• **What is needed**
Edit the listing below so that every "Satellite analysis" becomes "Visual analysis". Reproduce all lines in full and leave everything else unchanged.

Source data
^^^^
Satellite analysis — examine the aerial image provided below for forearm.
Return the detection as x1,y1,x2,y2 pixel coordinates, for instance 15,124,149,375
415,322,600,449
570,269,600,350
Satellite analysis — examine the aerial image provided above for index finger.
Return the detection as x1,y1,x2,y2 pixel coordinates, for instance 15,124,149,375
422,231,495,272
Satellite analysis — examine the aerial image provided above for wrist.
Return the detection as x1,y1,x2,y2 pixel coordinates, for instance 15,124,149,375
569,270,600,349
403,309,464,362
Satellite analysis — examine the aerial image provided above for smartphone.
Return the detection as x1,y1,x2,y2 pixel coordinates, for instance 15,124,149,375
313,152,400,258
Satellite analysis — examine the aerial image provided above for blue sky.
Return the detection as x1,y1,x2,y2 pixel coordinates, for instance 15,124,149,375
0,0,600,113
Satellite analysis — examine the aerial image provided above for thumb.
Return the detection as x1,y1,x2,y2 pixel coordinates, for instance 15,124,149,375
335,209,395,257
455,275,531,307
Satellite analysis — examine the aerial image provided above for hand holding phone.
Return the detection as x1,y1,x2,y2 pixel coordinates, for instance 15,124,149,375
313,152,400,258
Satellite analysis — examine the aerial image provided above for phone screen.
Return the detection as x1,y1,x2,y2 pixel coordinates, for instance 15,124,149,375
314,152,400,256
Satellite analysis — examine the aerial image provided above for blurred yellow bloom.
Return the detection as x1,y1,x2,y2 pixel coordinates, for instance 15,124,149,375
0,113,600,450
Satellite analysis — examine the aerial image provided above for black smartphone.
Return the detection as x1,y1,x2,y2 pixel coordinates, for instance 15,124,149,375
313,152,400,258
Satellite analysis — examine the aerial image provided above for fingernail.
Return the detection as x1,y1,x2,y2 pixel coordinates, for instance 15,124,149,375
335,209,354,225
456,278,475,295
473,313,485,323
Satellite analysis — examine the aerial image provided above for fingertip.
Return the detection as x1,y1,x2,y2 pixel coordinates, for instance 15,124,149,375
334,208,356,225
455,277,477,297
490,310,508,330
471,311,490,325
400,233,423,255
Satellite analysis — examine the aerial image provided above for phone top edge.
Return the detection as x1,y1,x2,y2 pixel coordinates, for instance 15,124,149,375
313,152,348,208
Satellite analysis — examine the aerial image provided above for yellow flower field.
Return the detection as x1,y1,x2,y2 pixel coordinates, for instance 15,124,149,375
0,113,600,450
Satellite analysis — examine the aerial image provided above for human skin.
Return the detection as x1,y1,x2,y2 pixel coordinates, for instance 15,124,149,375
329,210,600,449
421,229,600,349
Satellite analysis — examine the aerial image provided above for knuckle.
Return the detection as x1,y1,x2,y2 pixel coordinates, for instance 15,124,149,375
^^^^
• **Worked solution**
Visual analysis — examine the aerial image provided below for forearm.
Return the detection as x1,y1,x2,y2 pixel coordinates, for instance 15,124,149,375
415,322,600,449
570,269,600,350
Visual analysis — examine the aerial image provided above for index finger.
Return the detection as x1,y1,x2,y2 pixel coordinates, for instance 15,124,149,375
422,231,495,272
Visual analysis — examine the aerial image provided above for wrist.
Return the detection as x1,y1,x2,y2 pixel coordinates, for instance 15,124,149,375
569,270,600,349
403,309,464,362
Visual analysis — examine the aerial image provided above for smartphone.
Return the detection as x1,y1,x2,y2 pixel coordinates, for instance 15,124,149,375
313,152,400,258
Visual analysis — examine the aerial image provided above for blue sky.
Return the detection as x1,y1,x2,y2 pixel coordinates, for instance 15,124,149,375
0,0,600,113
Visual analysis — examine the aerial image provided above for thumb.
Return the detection as x1,y1,x2,y2 pixel coordinates, for instance 15,124,149,375
335,209,395,257
455,275,531,307
Visual analysis — examine the aerial image provided above for hand holding phone.
Return the detection as x1,y1,x2,y2 pixel coordinates, for instance 15,124,149,375
313,152,400,258
Visual analysis — examine the aerial image provided above for phone screen.
Return the detection as x1,y1,x2,y2 pixel coordinates, for instance 15,124,149,375
314,152,400,256
Visual analysis — examine the aerial image provided above for blurred yellow bloom.
Return the detection as x1,y1,x2,y2 pixel coordinates, for instance 15,124,149,375
0,113,600,450
Visual analysis — examine the aerial image provided above for black smartphone.
Return the detection as x1,y1,x2,y2 pixel coordinates, for instance 15,124,149,375
313,152,400,258
Visual analysis — examine the aerial image provided above for fingernail.
Return the detection as x1,y1,x2,y2 pixel coordinates, for instance 15,124,149,375
335,209,354,225
456,278,475,295
473,313,485,323
Visual analysis — examine the aerial image provided above for fingertip.
Return the detection as x1,y1,x2,y2 pixel coordinates, for instance 15,124,149,375
334,208,356,225
455,277,477,297
490,310,508,330
471,311,490,325
400,233,423,255
Visual analysis — examine the aerial image provided above for phone top edge.
Return the detection as x1,y1,x2,y2 pixel coordinates, for instance 15,124,149,375
313,152,348,208
Visual analysis — examine the aerial image provided above for yellow flower field.
Return the detection as x1,y1,x2,y2 pixel coordinates, for instance 15,124,149,375
0,113,600,450
Visual analysis — examine the aerial image provided above for human skin.
Return the detection as x1,y1,x2,y2 pixel coordinates, for instance 15,124,149,375
329,210,600,449
421,229,600,349
Visual analysis — examine the aerial image provided above for knuckle.
Return the detection as x1,y1,x2,y2 pixel coordinates, for instance 15,124,149,375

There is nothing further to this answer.